Will you quote all of the entries, word for word?
Segment Start: INFORMATION SHOWN
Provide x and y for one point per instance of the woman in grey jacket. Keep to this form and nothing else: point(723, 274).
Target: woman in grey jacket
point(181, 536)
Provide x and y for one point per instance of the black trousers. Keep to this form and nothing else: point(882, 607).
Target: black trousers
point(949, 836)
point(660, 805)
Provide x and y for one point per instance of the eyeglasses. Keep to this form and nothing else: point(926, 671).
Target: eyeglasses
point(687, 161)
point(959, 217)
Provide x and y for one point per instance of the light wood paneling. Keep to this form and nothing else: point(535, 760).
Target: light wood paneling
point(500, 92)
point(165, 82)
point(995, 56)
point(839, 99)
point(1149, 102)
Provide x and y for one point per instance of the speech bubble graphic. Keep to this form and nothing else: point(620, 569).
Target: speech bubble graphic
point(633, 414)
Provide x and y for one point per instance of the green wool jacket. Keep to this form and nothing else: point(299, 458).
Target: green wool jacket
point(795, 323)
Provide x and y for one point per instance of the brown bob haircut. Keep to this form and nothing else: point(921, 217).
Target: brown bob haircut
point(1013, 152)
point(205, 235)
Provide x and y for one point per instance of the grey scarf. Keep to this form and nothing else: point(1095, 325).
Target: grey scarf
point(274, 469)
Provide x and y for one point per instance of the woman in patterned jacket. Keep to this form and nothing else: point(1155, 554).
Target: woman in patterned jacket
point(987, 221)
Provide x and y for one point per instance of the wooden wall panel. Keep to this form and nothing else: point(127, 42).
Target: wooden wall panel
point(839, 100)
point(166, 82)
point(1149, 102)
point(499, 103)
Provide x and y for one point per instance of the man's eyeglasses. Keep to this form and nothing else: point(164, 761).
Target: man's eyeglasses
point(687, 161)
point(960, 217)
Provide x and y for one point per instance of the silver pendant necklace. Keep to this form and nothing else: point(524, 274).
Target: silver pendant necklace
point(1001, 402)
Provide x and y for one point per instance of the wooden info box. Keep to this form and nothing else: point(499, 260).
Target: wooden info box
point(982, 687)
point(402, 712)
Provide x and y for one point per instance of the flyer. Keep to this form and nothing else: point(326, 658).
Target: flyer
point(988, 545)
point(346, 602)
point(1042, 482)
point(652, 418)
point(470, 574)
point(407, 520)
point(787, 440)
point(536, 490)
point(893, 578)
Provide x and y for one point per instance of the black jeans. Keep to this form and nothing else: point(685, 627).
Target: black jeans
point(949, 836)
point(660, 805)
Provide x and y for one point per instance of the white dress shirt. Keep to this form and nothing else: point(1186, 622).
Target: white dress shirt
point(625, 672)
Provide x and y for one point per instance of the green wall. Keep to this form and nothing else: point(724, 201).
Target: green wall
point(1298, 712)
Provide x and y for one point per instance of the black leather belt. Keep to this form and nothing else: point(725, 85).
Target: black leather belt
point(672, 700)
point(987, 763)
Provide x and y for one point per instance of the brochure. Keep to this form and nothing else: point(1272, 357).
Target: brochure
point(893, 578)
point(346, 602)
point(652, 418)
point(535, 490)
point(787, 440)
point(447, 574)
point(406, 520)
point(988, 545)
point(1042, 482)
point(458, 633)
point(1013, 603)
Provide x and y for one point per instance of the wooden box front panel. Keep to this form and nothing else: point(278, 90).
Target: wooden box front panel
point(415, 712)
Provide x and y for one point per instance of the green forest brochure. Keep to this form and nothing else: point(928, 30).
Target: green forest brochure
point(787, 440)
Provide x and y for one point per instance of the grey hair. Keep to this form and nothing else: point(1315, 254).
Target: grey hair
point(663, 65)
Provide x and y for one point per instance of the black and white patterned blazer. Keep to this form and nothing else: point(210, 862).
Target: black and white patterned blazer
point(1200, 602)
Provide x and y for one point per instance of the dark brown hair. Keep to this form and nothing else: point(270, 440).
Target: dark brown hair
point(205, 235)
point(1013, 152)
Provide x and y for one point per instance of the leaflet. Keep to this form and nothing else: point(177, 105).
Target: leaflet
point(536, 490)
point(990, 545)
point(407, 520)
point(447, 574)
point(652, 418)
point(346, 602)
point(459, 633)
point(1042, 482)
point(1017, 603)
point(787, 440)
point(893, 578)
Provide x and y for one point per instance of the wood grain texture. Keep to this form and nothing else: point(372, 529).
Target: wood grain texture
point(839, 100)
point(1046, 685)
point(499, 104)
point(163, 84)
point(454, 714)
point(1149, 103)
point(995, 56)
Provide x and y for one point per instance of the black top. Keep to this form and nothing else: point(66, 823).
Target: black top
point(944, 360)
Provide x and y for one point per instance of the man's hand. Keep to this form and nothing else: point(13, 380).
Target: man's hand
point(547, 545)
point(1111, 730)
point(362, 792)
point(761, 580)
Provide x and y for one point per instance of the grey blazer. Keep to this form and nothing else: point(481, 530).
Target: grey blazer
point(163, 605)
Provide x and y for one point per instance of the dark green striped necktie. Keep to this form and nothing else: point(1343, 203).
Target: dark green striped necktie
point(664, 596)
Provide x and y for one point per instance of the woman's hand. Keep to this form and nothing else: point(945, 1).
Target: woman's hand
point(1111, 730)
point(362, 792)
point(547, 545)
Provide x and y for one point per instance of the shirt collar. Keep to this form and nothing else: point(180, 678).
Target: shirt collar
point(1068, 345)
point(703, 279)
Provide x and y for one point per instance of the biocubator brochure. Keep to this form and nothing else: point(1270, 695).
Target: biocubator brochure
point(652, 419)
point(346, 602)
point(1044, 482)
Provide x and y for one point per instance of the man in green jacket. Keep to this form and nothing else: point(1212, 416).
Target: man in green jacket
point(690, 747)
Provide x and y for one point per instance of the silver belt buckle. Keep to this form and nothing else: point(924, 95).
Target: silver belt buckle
Segment End: INFORMATION SHOWN
**WRITTEN RESPONSE**:
Provide x and y for one point per instance of the woman in grey jacket. Keep to this form and nothing else: point(723, 274).
Target: woman in grey jacket
point(181, 536)
Provide x and y for one point per instance of the black trousers. Keep to this form and nothing else: point(882, 607).
Target: black trousers
point(949, 836)
point(660, 805)
Provide x and y for one point per instance of the eyeglasses. Keep to this form and nothing else: point(926, 671).
Target: eyeglasses
point(687, 161)
point(959, 217)
Provide x and y for one point per instance of the light wood paneling. Keep to this form and nothing else: point(535, 760).
Target: light wood paneling
point(500, 92)
point(165, 82)
point(995, 56)
point(839, 99)
point(1149, 102)
Provide x and y for one point per instance of the speech bubble graphic. Keep to this form and nothing else: point(620, 569).
Target: speech bubble graphic
point(633, 414)
Provide x and y for one point per instance of the green wool jacket. Keep to this form and nothing else: point(299, 458).
Target: green wool jacket
point(795, 323)
Provide x and y for one point per instance of the brown bob haircut. Keep to this form and nothing else: point(921, 217).
Target: brown bob haircut
point(1013, 152)
point(205, 235)
Provide x and y for one point per instance of the grey scarf. Keep to this form and nothing else: point(1095, 325).
Target: grey scarf
point(274, 469)
Provide x and y for one point per instance of the woman in patterned jacket. Keep to this form and nothing else: point(1155, 554).
Target: woman in patterned jacket
point(987, 221)
Provide x and y for one point per instance of the wooden wall panel. Keep to this form and nothing else: point(127, 42).
Target: wooden wall panel
point(839, 100)
point(166, 82)
point(1149, 102)
point(499, 103)
Provide x and y for one point per instance of the man's eyeglasses. Keep to this form and nothing else: point(164, 761).
Target: man's eyeglasses
point(687, 161)
point(960, 217)
Provide x and y for one point per instance of the silver pendant necklace. Keep to this form and nothing else: point(524, 274).
Target: silver pendant necklace
point(1001, 402)
Provide x and y for one point per instance of the wooden info box. Keep to this form and nothing else: point(499, 260).
Target: wooden info box
point(982, 687)
point(402, 712)
Provide x and y for one point per instance of the flyer. Keep to this form and nothing else: point(326, 658).
Target: flyer
point(988, 545)
point(346, 602)
point(1042, 482)
point(652, 418)
point(470, 574)
point(407, 520)
point(787, 440)
point(536, 490)
point(893, 578)
Provide x and y for one point per instance of the black jeans. Keep to this form and nothing else: point(685, 627).
Target: black jeans
point(949, 836)
point(660, 805)
Provide x and y for one point per instance of the white dress shirt. Keep to this form and nothing else: point(1186, 622).
Target: white dress shirt
point(625, 672)
Provide x and y for one point per instance of the green wall. Keep to this form and nothing else: point(724, 201).
Target: green wall
point(1298, 712)
Provide x and y for one point per instance of the black leather belt. Keep to this form and nothing else: point(725, 85).
Target: black leather belt
point(672, 700)
point(987, 763)
Provide x and y for one point per instance of the brochure. Keep to this form and nothing else: point(1272, 357).
Target: brochure
point(893, 578)
point(346, 602)
point(652, 418)
point(535, 490)
point(787, 440)
point(447, 574)
point(406, 520)
point(988, 545)
point(1042, 482)
point(458, 633)
point(1013, 603)
Provide x and y for one point per instance of the wooden box front panel. Keep to this form and nothing else: point(278, 90).
Target: wooden box front panel
point(415, 712)
Provide x and y for one point per instance of the green forest brochure. Keep to this form and nothing else: point(928, 30).
Target: green forest brochure
point(787, 440)
Provide x and y for one point per instance of the grey hair. Keep to this form and nothing else: point(1315, 254).
Target: grey hair
point(663, 65)
Provide x and y for one point per instance of the black and white patterned blazer. Keep to this form and nothing else: point(210, 862).
Target: black and white patterned blazer
point(1200, 602)
Provide x and y for one point per instance of the dark brown hair. Keep to this form and nothing else: point(270, 440).
Target: dark brown hair
point(205, 235)
point(1013, 152)
Provide x and y for one point per instance of the leaflet. Keep to this form and nothing else: point(177, 105).
Target: leaflet
point(536, 490)
point(990, 545)
point(407, 520)
point(447, 574)
point(652, 418)
point(346, 602)
point(459, 633)
point(1042, 482)
point(1017, 603)
point(787, 440)
point(893, 578)
Provide x and y for one point per instance of the wood grain texture. Keep to this form and nothing else: point(372, 529).
Target: wood grain texture
point(839, 100)
point(1046, 685)
point(499, 104)
point(163, 84)
point(454, 714)
point(1149, 103)
point(995, 56)
Provide x and y for one point per instance of the black top. Keep to this form and nothing else: point(66, 823).
Target: black top
point(944, 360)
Provide x and y for one point per instance of the man's hand. Keep to this form and nothing else: point(13, 380).
Target: man's hand
point(547, 545)
point(1111, 730)
point(362, 792)
point(761, 580)
Provide x and y for one point per instance of the grey blazer. Keep to this form and nothing else: point(481, 530).
Target: grey blazer
point(163, 605)
Provide x and y for one point per instance of the dark green striped necktie. Keep to this form and nothing else: point(1343, 203).
Target: dark green striped necktie
point(664, 596)
Provide x and y for one point per instance of the woman's hand. Keep to this form and nothing else: point(945, 1).
Target: woman's hand
point(1111, 730)
point(362, 792)
point(547, 545)
Provide x and y for one point per instance of the shirt collar. Keep to this form and nothing else: point(180, 678).
Target: shirt collar
point(1068, 345)
point(703, 279)
Provide x and y for one point per instance of the biocubator brochure. Keep to this form and nothing else: point(1270, 695).
Target: biocubator brochure
point(652, 419)
point(346, 602)
point(1044, 482)
Provide x and y for one point per instance of the man in green jacket. Keep to this form and nothing else: point(1212, 416).
Target: man in green jacket
point(690, 747)
Provide x and y for one point per instance of the silver belt buckle. Keep to this form and nothing else: point(924, 95).
Target: silver belt buckle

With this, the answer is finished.